When he says, “They don’t want you to eat breakfast,” he’s simultaneously telling you: “Eat your breakfast, so that you can have revenge on your haters,” and: “You’ve worked hard and achieved success, and your breakfast is a reward for that. Enjoy that reward, so that you can have energy to work more.”

Khaled’s anti-”they” mantra is a motivational anthem for late capitalism: Defeat the competition. Make money. And then with that money, go make more money. Rinse and repeat.

They don’t want you to rinse and repeat.

Khaled’s “virality” might seem odd until you realise that Khaled is basically the rap game Tony Robbins.

Robbins is one of the kings of motivational speaking, but he fails in one aspect that Khaled delivers: theatrical range. Only Khaled can merge feel-good American ambition with the macho braggadocio of hip-hop and still temper it with the rawness of the human experience.

Prime example: In October, Khaled sat down for a video interview with the pop culture magazine Complex. When asked if he’d ever caught an “L” — that is, if he’d ever made a big mistake — Khaled looked horrified. “Never in my life,” he said.

**********

→ WHAT THIS EXERCISE ASKS
- 1) Answer these questions from the passage about Khaled:
(a) What meal does Khaled say "they" don't want you to eat?
(b) Which motivational speaker is Khaled compared to?
(c) Which magazine held the October video interview with Khaled?
- 2) Continue the passage about Khaled, picking up right after its final sentence.

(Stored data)
**********

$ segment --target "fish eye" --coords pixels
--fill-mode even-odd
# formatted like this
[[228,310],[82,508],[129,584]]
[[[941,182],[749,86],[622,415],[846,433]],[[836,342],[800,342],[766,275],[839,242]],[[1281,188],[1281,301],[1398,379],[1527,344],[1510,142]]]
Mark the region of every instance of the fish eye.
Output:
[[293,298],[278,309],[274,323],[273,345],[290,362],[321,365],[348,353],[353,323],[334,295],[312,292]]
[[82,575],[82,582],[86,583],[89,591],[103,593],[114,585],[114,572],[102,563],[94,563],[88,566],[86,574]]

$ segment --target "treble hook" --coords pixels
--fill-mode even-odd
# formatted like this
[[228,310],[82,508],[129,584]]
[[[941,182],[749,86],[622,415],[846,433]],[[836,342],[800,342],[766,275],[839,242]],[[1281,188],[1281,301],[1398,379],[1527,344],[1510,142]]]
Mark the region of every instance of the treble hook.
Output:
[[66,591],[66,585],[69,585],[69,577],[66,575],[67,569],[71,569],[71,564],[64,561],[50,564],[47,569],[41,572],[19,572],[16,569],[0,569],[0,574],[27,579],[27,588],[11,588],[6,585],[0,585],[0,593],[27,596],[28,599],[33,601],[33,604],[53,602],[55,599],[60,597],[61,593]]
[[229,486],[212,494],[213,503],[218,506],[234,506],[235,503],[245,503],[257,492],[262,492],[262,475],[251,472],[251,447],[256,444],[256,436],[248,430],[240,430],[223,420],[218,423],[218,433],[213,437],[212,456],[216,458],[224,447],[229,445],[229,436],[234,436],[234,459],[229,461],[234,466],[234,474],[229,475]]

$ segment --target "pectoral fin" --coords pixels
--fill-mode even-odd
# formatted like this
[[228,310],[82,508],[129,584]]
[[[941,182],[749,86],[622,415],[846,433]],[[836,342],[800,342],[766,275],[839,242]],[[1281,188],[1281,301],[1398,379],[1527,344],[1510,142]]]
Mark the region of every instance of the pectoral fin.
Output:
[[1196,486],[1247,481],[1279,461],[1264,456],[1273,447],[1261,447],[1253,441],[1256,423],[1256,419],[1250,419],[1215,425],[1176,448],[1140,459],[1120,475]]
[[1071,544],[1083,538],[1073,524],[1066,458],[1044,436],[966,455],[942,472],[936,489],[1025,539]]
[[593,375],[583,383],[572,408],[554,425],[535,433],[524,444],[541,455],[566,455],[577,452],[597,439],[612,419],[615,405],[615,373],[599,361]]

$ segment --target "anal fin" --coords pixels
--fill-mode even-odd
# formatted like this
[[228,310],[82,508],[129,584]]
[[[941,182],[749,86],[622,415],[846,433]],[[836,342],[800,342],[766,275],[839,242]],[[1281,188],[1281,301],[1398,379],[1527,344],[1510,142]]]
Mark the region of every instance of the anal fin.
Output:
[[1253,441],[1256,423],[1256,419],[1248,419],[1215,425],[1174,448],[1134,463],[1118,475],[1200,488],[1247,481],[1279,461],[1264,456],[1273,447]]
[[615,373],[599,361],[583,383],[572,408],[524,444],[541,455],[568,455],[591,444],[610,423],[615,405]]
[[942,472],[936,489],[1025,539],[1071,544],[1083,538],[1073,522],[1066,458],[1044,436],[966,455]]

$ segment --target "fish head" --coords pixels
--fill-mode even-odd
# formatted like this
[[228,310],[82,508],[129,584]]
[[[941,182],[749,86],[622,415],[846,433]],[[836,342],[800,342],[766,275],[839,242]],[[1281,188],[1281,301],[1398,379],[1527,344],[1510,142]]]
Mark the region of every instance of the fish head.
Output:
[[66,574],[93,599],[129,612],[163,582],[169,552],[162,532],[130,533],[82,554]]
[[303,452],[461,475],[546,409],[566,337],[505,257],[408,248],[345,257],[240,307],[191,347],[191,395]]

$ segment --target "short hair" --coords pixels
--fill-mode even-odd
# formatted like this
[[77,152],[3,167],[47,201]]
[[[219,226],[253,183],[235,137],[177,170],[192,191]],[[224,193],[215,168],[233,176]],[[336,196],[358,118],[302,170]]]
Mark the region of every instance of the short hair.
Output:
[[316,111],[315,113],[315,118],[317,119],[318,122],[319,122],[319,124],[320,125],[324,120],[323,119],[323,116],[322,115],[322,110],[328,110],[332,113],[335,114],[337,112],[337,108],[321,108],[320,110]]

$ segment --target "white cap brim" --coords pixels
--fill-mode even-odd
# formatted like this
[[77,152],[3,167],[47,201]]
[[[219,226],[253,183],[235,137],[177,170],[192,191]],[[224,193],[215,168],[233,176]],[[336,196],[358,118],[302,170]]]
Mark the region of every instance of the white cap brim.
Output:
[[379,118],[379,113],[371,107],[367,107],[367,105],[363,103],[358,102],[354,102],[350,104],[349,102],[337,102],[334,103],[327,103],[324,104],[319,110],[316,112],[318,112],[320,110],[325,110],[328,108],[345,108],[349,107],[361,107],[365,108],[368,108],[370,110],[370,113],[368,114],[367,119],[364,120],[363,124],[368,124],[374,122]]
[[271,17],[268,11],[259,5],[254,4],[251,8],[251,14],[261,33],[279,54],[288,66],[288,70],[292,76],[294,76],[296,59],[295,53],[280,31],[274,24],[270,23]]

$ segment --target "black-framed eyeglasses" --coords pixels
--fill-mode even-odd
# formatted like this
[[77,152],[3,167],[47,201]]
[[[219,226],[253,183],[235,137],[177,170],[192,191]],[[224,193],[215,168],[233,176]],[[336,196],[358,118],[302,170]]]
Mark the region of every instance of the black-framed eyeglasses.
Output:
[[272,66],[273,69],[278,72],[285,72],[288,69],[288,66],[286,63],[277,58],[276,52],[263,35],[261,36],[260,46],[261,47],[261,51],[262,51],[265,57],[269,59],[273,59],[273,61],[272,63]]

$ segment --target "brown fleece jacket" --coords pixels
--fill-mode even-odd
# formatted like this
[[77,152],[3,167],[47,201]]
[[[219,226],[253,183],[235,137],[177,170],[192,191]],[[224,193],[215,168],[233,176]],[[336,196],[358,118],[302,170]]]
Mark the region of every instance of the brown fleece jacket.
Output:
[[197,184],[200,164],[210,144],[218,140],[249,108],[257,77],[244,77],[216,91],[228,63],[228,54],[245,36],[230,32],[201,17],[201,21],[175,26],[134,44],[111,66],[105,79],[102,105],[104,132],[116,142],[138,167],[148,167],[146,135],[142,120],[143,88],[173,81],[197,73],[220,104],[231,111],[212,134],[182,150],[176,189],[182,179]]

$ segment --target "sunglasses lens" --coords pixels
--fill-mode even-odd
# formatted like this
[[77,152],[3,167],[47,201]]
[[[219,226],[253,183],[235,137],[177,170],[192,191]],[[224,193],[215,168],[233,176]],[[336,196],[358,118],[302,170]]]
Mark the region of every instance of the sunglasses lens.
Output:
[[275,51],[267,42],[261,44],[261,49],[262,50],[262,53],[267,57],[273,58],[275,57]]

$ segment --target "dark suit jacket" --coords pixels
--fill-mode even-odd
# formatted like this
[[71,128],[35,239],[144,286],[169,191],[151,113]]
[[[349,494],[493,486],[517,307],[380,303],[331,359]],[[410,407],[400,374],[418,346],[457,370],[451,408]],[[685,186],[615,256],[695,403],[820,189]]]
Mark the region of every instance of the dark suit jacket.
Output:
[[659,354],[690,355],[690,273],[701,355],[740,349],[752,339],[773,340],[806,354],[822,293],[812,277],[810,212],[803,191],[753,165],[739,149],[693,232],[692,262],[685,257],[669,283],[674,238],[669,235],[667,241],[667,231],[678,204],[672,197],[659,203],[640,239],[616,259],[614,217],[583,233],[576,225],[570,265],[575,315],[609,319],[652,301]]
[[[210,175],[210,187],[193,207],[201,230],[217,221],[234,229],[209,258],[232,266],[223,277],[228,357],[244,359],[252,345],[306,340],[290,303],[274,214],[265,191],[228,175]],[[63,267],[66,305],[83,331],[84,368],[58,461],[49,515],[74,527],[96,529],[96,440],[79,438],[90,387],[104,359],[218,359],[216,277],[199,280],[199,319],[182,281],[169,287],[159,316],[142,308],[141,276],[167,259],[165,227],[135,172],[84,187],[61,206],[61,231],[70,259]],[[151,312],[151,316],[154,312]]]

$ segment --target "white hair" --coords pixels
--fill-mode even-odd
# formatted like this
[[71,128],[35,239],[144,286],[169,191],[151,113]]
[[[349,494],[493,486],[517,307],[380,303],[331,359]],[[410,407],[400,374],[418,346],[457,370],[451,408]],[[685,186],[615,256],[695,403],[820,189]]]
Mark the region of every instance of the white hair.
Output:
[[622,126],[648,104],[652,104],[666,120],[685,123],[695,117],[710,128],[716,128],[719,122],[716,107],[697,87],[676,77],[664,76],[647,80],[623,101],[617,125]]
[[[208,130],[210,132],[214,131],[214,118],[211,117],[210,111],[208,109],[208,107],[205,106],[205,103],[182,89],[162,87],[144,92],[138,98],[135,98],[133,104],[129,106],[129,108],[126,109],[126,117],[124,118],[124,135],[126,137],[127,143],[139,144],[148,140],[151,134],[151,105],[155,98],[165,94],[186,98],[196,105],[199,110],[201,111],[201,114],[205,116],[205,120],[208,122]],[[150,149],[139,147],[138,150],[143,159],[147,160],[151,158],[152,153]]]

**********

→ ANSWERS FOR THIS EXERCISE
- 1)
(a) Breakfast.
(b) Tony Robbins.
(c) Complex.

- 2)
“You’ve never, like, missed a highway exit or something?” the interviewer asked, incredulously.

“Nah.”

Six weeks later, Khaled caught a very large “L”. On December 15, he got lost at sea while riding his Jet Ski at night.

He started panicking and sent out a flurry of Snapchats, each more desperate than the last. By the end, there was no text — just a “prayer hands” emoji superimposed over video of him driving around, looking for the shore.

Millions of people watched this drama unfold, and many probably came to the inevitable conclusion that DJ Khaled is a hypocrite. He is, but he’s a vulnerable, lovable hypocrite, one who is willing to bare himself to the world during his darkest hour. He won’t admit weakness verbally, but he’s happy to show it to you.

Khaled has joined one of his frequent collaborators, Drake, in the hallowed circle of rap dudes who know how to capitalise on an internet joke (Xzibit sits far outside this circle). Drake is the king of this stuff: He actively courts internet funnies, treating them as user-generated content for his brand. He knew ahead of time that his Hotline Bling video was going to get memed.

Drake’s online persona is too carefully crafted to feel truly welcoming, though. When he started hitting the gym, we didn’t know until he started Instagramming carefully angled pictures of his pectoral muscles. Drake shows us only results, never the process.

DJ Khaled won’t hide the struggle. He invites you into the process of transformation and reminds you that it’s OK to love your body as it is.

He brings us into his gym, sweating and out of breath, as he shouts encouraging mantras — to himself, to you, to the universe.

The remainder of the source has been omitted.